— Start Records to use —

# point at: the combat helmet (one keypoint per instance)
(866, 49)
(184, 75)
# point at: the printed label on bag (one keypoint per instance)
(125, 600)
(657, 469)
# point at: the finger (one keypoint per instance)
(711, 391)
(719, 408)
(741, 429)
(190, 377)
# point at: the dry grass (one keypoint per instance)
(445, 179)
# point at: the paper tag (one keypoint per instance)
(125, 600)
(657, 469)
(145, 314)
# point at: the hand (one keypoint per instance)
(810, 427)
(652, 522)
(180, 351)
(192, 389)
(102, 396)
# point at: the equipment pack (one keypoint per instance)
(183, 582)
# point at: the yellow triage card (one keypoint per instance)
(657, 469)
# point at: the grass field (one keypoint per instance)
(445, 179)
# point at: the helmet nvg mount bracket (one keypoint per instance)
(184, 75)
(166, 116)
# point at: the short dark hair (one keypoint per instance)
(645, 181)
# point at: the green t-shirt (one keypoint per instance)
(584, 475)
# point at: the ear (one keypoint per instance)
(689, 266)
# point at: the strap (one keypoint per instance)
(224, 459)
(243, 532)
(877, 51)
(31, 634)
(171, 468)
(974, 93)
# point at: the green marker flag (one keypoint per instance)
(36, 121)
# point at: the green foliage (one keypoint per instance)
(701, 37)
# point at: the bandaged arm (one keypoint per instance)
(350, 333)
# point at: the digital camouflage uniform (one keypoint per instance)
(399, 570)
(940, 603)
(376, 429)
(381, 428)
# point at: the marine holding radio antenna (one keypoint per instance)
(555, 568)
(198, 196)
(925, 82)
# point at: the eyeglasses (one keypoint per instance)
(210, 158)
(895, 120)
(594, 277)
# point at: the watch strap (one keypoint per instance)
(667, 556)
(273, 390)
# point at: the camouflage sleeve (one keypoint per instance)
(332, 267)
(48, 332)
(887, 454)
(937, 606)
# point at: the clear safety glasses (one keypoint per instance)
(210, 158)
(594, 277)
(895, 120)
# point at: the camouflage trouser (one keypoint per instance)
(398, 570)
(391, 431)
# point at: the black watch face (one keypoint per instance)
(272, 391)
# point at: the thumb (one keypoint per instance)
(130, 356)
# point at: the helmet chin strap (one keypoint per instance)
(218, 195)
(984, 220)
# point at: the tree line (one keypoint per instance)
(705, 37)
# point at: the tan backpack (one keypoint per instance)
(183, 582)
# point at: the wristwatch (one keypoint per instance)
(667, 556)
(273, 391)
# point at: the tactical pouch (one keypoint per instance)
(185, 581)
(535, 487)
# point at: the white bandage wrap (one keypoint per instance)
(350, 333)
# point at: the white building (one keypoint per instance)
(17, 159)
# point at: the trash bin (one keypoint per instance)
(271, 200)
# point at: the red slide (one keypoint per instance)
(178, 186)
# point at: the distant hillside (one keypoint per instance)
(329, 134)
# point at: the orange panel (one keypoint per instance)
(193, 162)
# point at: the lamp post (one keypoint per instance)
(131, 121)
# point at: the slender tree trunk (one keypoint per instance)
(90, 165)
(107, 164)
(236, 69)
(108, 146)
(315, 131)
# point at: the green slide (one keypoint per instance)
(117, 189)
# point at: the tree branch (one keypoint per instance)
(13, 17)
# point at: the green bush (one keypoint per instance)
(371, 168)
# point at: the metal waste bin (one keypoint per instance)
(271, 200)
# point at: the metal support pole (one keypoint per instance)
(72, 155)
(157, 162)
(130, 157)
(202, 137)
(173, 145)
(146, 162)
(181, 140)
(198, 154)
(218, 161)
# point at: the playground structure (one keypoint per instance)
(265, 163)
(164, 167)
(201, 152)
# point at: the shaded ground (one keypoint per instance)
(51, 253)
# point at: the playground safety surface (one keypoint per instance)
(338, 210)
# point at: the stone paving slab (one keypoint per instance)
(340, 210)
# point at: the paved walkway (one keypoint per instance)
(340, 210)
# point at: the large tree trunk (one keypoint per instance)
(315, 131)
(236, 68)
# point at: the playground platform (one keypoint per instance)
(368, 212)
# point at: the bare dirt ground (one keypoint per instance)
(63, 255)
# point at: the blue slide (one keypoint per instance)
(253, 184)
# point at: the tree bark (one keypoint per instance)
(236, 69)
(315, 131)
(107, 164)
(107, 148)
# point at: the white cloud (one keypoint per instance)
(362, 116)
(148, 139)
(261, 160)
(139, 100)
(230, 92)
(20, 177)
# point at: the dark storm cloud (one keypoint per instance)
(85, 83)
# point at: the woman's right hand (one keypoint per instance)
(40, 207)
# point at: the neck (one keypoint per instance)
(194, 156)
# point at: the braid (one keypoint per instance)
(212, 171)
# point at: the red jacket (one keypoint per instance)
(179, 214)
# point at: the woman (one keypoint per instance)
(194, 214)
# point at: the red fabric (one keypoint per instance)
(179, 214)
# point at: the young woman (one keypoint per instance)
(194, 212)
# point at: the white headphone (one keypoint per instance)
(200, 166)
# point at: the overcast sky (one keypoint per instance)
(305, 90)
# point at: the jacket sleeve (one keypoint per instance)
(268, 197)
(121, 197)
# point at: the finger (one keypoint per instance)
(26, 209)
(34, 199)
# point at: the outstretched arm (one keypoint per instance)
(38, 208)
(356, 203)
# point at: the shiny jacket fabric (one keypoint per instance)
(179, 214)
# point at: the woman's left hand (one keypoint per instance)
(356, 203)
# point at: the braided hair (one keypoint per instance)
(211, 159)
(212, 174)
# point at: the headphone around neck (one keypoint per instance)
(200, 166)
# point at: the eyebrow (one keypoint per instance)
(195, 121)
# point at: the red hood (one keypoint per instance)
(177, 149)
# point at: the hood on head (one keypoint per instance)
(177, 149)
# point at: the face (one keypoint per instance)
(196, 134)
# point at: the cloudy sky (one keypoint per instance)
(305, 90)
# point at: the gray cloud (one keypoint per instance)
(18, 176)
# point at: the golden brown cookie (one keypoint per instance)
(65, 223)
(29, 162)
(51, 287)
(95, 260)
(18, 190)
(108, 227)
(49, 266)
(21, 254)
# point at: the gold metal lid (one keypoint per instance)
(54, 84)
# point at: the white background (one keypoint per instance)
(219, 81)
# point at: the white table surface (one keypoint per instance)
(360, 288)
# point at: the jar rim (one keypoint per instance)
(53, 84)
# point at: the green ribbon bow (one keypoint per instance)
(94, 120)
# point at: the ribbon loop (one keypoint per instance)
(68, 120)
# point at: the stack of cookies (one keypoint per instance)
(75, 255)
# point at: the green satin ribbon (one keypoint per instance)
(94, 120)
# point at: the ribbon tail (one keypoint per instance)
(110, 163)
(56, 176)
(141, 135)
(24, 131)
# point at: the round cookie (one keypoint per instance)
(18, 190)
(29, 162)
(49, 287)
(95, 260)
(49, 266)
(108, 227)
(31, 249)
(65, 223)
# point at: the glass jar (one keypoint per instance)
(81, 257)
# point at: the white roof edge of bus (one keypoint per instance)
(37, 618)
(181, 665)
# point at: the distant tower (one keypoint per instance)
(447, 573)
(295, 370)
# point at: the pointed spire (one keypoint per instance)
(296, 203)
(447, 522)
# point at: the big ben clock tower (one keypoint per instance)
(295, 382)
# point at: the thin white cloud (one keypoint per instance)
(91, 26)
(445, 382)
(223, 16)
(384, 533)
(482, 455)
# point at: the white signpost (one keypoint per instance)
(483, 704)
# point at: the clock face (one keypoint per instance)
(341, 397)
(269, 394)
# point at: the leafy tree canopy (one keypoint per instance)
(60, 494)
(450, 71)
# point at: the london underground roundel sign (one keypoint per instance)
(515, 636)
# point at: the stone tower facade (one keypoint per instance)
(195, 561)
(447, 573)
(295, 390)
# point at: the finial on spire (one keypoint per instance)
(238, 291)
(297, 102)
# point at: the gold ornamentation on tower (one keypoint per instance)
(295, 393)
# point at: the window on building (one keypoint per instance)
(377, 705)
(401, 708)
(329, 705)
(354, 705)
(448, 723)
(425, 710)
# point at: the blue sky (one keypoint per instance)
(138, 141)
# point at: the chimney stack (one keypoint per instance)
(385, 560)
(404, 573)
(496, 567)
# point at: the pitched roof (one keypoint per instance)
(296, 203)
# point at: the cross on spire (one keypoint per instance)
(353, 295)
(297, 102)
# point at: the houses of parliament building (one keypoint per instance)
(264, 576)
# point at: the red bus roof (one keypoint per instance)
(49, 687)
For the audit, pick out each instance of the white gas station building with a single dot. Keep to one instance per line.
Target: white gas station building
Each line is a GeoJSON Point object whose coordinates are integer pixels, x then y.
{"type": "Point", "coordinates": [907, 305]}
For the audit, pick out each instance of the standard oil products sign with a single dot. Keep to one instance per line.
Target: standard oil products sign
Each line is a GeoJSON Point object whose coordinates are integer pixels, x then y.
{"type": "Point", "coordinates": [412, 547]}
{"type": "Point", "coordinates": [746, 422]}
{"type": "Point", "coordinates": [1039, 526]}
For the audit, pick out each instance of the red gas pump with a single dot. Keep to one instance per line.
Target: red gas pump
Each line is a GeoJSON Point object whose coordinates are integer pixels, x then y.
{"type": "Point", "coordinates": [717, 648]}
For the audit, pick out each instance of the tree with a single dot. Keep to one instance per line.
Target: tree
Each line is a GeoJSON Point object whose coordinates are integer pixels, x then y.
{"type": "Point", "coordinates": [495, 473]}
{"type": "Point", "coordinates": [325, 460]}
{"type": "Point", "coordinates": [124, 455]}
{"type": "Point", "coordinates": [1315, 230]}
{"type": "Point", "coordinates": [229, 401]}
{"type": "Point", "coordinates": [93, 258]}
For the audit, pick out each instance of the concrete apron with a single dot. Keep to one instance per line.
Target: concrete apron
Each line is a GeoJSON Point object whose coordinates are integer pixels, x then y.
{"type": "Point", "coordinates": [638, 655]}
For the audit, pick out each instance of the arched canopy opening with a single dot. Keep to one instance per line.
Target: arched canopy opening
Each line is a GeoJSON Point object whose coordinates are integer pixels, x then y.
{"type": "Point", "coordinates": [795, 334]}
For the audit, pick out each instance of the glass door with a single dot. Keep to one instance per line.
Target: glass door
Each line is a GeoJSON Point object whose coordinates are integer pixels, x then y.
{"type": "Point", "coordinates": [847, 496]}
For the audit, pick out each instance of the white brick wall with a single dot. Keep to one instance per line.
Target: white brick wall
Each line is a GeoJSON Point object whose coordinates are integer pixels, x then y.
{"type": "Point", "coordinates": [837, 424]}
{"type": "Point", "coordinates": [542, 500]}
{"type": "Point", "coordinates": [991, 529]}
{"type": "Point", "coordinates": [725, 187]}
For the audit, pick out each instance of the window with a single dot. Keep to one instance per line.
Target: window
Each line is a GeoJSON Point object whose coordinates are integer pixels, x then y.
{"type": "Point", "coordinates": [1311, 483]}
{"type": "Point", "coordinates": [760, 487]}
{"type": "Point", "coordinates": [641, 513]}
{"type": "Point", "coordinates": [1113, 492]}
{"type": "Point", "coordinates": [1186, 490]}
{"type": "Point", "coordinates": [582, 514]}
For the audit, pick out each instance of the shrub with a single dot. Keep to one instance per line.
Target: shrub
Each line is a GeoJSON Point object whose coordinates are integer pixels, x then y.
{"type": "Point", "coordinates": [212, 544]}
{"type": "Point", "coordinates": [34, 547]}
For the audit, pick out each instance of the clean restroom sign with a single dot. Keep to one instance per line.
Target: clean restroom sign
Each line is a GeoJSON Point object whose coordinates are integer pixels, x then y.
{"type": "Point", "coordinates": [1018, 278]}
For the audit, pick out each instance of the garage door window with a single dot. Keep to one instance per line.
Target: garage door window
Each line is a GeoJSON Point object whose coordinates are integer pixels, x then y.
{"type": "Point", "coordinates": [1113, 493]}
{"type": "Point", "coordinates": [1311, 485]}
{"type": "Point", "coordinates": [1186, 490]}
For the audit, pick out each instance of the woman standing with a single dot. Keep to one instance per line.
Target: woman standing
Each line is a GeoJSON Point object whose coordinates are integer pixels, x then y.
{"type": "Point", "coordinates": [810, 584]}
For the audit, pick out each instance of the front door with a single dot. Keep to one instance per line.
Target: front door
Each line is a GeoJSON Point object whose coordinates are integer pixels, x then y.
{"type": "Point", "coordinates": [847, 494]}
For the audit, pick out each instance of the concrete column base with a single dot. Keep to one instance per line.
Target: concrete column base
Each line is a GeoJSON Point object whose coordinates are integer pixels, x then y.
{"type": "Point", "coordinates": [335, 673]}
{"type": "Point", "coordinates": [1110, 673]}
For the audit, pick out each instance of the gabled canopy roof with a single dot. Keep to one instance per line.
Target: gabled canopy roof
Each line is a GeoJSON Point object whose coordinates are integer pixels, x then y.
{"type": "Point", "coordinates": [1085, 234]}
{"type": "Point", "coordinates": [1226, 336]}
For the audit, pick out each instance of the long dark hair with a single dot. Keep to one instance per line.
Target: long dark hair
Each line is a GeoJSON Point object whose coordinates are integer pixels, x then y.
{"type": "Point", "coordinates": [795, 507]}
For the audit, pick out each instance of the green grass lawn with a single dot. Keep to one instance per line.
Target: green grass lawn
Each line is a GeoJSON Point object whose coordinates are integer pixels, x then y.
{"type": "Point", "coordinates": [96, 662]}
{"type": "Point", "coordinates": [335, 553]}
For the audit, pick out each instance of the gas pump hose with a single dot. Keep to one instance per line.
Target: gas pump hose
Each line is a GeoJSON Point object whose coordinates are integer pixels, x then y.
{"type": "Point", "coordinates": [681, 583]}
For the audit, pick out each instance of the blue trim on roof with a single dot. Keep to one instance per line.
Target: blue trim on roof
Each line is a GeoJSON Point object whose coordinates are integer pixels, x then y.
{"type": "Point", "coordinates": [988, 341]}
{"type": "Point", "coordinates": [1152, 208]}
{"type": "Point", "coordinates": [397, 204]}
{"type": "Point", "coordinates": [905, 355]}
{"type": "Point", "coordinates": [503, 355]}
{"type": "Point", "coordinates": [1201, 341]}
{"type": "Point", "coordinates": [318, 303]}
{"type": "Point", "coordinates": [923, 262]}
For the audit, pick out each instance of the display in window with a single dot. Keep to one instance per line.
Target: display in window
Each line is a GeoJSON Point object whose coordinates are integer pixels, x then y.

— End Records to use —

**Exercise:**
Reproduce the lines word for word, starting at the one holding "For the audit, pick out each instance of the long" and ending at the final line of the material above.

**Result below:**
For the audit, pick out each instance of the long dark hair with a single dot. Keep to one instance per line.
Target: long dark hair
Each line is a GeoJSON Point object whose coordinates are integer pixels, x then y.
{"type": "Point", "coordinates": [795, 507]}
For the audit, pick out each instance of the green grass lawn with a single dot. Keep to one instance per line.
Target: green grass lawn
Each line is a GeoJSON Point object whose coordinates are integer pixels, x then y.
{"type": "Point", "coordinates": [96, 662]}
{"type": "Point", "coordinates": [335, 553]}
For the audit, pick out each instance of the gas pump hose with a single dot. Keep to one instance per line.
Target: gas pump hose
Each line is a GeoJSON Point object whose coordinates are integer pixels, x then y.
{"type": "Point", "coordinates": [681, 583]}
For the audit, pick out each instance of the blue trim on roof with a single dot. Keep to one instance per line.
Target: blue trim on roof
Each line is a GeoJSON Point object whose coordinates are integer pixels, x then y.
{"type": "Point", "coordinates": [988, 341]}
{"type": "Point", "coordinates": [1152, 208]}
{"type": "Point", "coordinates": [397, 204]}
{"type": "Point", "coordinates": [905, 355]}
{"type": "Point", "coordinates": [503, 355]}
{"type": "Point", "coordinates": [1201, 341]}
{"type": "Point", "coordinates": [318, 303]}
{"type": "Point", "coordinates": [923, 262]}
For the audit, pick out each instance of the display in window with a single dot. Keep to one instance per line.
Target: display in window
Each line is a GeoJSON Point object whose coordinates are integer pixels, x then y.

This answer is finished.